### OBJECTIVE
Set down the part of the seismic data passage from "At the surface, refracted" up to and including "also detected by the seismic receivers (116).", word for word.

Refracted seismic waves (110) and reflected seismic waves (114) may occur, for example, due to geological discontinuities (112) that may be also known as “seismic reflectors”. The geological discontinuities (112) may be, for example, planes or surfaces that mark changes in physical or chemical characteristics in a geological structure. The geological discontinuities (112) may also be boundaries between faults, fractures, or groups of fractures within a rock. The geological discontinuities (112) may delineate a hydrocarbon reservoir (104).


At the surface, refracted seismic waves (110) and reflected seismic waves (114) may be detected by seismic receivers (116). Radiated seismic waves (108) that propagate from the seismic source (106) directly to the seismic receivers (116), known as direct seismic waves (122), are also detected by the seismic receivers (116).


In some embodiments, a seismic source (106) may be positioned at a location denoted (xs, ys), where x and y represent orthogonal axes on the earth's surface above the subsurface region of interest (102). The seismic receivers (116) may be positioned at a plurality of seismic receiver locations denoted (xr, yr), with the distance between each receiver and the source being termed “the source-receiver offset”, or simply “the offset”. Thus, the direct seismic waves (122), refracted seismic waves (110), and reflected seismic waves (114) generated by a single activation of the seismic source (106) may be represented in the axes (xs, ys, xr, yr, t). The t-axis indicates the recording time between the activation of the seismic acquisition system (100) and the sample time at which the seismic wave is detected by the seismic receivers (116).


Seismic processing may reduce five-dimensional seismic data produced by a seismic acquisition system (100) to three-dimensional (x,y,t) seismic data by, for example, correcting the recorded time for the time of travel from the seismic source (106) to the seismic receiver (116) and summing (“stacking”) samples over two horizontal space dimensions. Stacking of samples over a predetermined time interval may be performed as desired, for example, to reduce noise and improve the quality of the signals.


Seismic data may also refer to data acquired at different time intervals, such as, for example, in cases where seismic surveys are repeated after a period of weeks, months, or years, to obtain time-lapse data. Seismic data may also be pre-processed or partially-processed data, e.g., arranged as “common shot gathers” (CSG), i.e., sorting waveforms as acquired by different receivers and having a single source location. The type of seismic data is not intended as limiting, and any other suitable seismic data is intended to fall within the scope of the present disclosure.

### GIVEN DATA

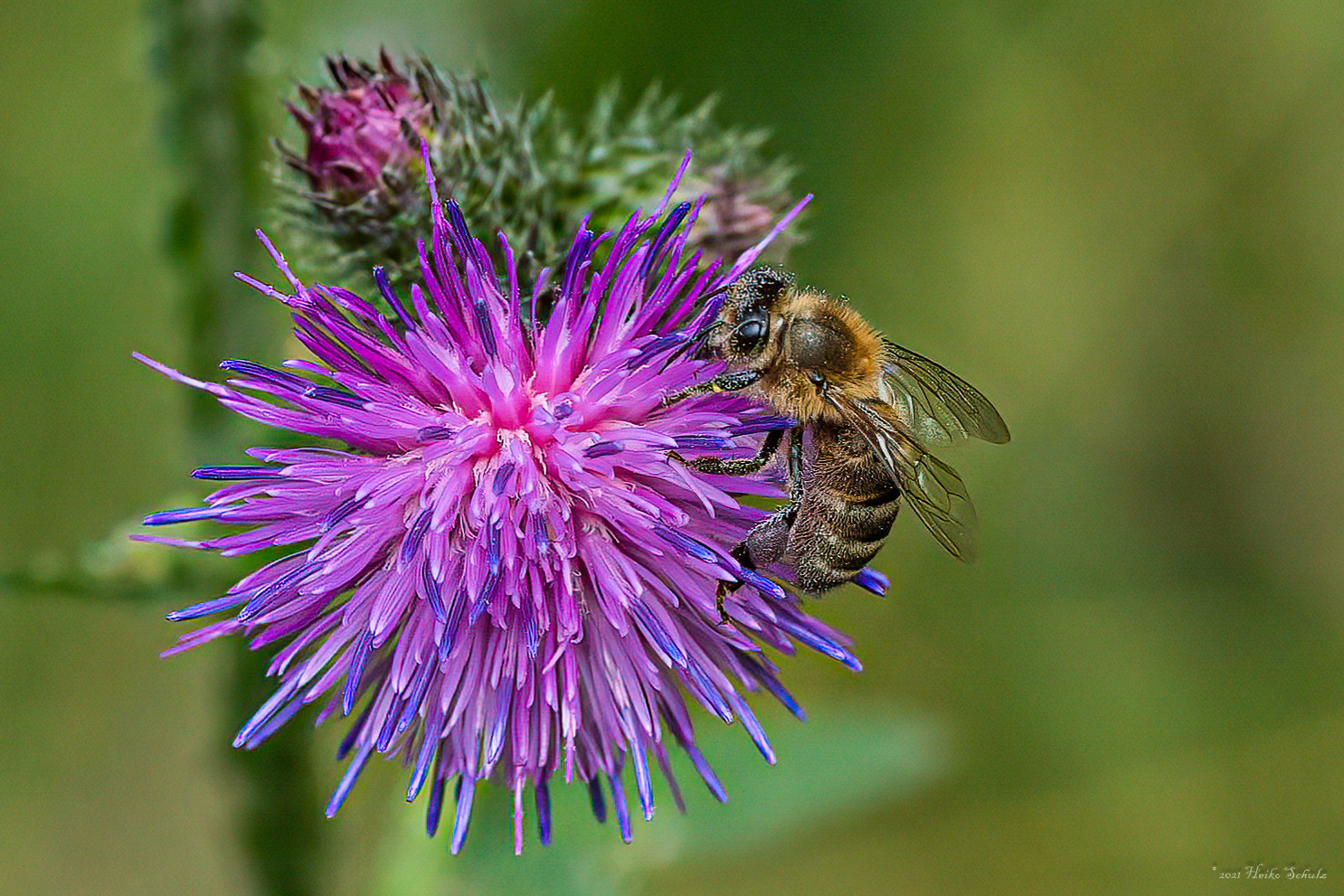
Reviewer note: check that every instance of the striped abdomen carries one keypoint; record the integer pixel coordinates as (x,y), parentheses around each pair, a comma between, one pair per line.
(848,505)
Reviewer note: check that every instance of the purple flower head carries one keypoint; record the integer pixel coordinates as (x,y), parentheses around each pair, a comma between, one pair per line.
(371,122)
(503,575)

### SOLUTION BELOW
At the surface, refracted seismic waves (110) and reflected seismic waves (114) may be detected by seismic receivers (116). Radiated seismic waves (108) that propagate from the seismic source (106) directly to the seismic receivers (116), known as direct seismic waves (122), are also detected by the seismic receivers (116).